(GIVEN DATA Opens)
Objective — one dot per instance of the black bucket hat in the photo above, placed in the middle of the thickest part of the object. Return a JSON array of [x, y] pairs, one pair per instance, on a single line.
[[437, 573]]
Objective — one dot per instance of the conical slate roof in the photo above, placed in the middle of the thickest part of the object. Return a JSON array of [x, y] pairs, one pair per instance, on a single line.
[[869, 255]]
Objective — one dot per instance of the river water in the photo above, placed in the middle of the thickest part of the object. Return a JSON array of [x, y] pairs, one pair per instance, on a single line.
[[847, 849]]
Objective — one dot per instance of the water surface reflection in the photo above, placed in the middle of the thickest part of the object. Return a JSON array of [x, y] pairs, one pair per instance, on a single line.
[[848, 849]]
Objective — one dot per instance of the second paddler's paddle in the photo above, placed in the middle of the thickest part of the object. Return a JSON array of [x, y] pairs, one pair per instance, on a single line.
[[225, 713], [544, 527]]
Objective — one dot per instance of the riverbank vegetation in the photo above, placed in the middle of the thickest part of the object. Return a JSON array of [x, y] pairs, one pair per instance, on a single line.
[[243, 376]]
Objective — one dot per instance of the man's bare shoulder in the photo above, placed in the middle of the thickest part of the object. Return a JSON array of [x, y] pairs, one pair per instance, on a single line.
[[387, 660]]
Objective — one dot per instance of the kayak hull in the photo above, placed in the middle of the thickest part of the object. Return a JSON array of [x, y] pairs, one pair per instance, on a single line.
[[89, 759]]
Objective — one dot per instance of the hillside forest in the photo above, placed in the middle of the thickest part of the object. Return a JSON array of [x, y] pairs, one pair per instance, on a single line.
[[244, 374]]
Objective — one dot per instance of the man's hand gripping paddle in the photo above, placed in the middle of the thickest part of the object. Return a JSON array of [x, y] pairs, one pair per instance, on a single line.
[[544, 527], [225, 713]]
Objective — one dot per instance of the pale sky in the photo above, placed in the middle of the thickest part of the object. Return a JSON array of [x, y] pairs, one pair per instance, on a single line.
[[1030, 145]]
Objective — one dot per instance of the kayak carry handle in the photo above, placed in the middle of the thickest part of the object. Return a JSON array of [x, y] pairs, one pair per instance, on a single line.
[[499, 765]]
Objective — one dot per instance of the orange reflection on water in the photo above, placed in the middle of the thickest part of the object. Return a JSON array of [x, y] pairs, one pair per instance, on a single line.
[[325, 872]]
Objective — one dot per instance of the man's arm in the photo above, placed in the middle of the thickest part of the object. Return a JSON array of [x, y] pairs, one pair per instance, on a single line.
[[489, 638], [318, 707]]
(GIVEN DATA Closes)
__WHAT YOU ARE ASKED TO DO__. No lines before the one containing "Objective — one dot per instance of the hillside" belong in the answer; write out that line and each one after it exactly, through the end of the records.

__ANSWER SPACE__.
Objective — one dot per instance of the hillside forest in the photo above, placed in the middle of the thickest part of the object. Return a JSON array of [x, y] pairs, one pair per instance, on a single line.
[[244, 374]]
Objective — one dot per instance of the man's hand gripping paddle in the photo above, placed in the middle of the thickest part of the object. Return a JSON array of [x, y] pairs, one pair per instance, on a single line.
[[544, 527], [225, 713]]
Objective — one dot per instance of the pale sky in the photo above, placed in the middle of the thickest part of the object. Return a JSON array of [x, y] pairs, one pair per instance, on a single line.
[[1030, 145]]
Objective — one dot per instance of the kayak carry handle in the photo above, placed in the middle of the thickest part of the object. Return a JSON array of [x, y] pairs, one pair per instance, on a single line.
[[499, 765]]
Objective — one dot per instance of the orange reflection on water in the photo above, placed in the middle of the thickest part of the object. Return a JSON array of [x, y] pairs, one pair per instance, on a single line.
[[325, 872]]
Objective — one dot per instance of the man's arm in the photo above, placed in the middle of the thickest part of the object. Return a JSON array of [x, y] pairs, one pair per instance, on a single line.
[[489, 638], [318, 707]]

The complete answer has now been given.